* Task data *
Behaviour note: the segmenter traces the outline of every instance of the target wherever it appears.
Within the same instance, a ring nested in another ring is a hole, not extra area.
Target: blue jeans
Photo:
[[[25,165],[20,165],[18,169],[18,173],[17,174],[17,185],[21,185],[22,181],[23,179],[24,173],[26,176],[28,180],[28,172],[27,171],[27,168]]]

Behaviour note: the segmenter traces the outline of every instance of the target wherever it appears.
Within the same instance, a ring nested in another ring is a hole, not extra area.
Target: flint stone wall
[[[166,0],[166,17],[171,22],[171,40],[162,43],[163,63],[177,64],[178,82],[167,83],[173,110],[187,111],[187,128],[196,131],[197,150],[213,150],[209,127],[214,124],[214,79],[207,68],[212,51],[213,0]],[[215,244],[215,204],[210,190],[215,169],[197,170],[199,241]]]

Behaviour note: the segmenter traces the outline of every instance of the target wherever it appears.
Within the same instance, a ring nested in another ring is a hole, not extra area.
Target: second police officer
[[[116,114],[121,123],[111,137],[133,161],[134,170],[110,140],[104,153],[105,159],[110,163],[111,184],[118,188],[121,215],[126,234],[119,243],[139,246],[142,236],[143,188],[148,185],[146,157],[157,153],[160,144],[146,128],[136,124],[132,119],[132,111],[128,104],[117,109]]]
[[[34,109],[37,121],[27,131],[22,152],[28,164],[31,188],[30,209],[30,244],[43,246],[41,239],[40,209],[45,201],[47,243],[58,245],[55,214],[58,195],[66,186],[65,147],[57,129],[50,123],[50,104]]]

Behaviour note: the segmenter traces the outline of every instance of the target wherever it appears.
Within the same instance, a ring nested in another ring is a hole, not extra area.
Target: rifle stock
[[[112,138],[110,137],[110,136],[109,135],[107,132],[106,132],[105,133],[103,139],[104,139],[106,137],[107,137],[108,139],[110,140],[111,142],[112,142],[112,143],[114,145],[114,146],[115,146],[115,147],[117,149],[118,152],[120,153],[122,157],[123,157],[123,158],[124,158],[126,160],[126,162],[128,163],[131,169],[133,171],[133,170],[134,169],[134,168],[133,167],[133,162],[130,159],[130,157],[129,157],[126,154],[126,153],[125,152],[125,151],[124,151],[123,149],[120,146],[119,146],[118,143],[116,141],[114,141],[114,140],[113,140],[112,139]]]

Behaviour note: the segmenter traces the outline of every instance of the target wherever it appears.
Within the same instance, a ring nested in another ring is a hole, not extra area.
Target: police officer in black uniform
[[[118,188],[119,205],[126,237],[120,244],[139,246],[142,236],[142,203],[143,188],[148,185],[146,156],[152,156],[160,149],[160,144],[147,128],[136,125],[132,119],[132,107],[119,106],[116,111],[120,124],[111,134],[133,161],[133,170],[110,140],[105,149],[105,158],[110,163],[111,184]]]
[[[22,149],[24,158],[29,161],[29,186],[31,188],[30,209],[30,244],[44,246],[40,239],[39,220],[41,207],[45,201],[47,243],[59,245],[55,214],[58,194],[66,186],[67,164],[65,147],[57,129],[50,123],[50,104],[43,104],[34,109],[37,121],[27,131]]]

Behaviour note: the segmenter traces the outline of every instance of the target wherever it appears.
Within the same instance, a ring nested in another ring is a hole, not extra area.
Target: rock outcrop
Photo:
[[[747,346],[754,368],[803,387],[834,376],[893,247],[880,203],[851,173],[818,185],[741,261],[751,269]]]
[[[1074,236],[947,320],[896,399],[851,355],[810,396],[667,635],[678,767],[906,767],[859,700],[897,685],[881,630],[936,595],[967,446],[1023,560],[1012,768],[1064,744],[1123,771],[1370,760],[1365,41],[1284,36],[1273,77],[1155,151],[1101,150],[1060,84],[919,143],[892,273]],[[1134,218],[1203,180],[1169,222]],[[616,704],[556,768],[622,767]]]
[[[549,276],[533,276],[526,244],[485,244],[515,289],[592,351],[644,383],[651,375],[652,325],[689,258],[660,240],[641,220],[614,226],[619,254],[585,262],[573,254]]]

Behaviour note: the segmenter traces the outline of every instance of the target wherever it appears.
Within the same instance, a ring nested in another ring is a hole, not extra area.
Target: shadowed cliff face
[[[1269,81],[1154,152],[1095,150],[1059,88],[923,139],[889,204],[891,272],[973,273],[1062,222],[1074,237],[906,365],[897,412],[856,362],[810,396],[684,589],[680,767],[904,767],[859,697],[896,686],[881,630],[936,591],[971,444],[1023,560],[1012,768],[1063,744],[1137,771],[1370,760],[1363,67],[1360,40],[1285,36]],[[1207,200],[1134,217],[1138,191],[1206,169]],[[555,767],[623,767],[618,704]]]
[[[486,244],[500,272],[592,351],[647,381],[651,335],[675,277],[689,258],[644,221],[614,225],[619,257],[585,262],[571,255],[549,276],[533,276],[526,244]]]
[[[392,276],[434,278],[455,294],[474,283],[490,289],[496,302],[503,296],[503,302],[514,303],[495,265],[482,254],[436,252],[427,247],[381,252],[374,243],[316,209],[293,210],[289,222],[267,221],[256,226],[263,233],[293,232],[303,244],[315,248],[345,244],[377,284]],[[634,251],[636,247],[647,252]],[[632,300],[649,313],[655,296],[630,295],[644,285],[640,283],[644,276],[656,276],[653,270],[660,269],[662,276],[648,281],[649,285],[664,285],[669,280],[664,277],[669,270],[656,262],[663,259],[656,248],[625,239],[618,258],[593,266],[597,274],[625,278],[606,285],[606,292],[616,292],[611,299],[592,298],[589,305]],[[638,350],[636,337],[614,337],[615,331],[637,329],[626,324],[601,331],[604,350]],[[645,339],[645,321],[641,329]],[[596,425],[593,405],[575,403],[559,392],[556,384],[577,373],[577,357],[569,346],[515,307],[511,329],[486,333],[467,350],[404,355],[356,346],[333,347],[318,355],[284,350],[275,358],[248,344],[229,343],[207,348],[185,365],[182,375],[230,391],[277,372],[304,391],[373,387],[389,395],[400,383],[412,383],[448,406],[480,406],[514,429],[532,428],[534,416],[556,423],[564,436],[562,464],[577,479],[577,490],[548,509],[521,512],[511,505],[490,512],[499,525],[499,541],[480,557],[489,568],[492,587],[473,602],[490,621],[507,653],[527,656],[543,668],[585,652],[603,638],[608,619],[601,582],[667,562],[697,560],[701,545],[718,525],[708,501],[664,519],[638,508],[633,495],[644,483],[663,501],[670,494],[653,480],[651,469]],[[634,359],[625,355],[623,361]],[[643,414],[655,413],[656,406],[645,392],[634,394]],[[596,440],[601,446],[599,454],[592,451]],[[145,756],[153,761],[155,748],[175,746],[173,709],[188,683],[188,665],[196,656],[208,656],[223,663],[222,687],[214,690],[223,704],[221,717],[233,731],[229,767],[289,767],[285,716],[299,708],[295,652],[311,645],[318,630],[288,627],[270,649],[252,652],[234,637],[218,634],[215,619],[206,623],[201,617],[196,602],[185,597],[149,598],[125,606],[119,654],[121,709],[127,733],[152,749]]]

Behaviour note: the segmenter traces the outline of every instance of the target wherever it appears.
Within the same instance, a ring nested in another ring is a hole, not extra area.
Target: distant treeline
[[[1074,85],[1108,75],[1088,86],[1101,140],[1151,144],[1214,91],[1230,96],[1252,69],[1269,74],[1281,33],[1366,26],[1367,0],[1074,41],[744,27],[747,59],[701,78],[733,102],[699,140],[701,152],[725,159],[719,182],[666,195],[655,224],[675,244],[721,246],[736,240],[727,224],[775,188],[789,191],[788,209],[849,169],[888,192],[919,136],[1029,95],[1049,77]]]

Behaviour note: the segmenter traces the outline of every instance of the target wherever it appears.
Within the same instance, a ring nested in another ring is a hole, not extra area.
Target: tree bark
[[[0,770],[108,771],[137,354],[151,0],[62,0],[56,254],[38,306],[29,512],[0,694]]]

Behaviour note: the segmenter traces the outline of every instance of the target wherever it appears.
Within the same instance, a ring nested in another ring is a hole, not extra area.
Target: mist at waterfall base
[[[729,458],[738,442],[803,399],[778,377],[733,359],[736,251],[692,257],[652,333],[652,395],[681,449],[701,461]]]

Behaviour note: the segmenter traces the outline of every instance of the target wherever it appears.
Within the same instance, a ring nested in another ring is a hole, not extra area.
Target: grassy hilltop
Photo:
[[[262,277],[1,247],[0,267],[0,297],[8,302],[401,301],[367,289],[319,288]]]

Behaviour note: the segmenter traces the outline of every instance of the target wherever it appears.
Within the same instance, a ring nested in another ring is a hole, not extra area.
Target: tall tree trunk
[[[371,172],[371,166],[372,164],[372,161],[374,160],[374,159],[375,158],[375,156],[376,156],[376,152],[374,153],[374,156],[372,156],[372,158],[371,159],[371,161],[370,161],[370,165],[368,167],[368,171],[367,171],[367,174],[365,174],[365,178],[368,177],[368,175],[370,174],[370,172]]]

* What to produce *
Find each line above that contains the string "police" and copy it out in full.

* Output below *
Target: second police officer
Target: police officer in black uniform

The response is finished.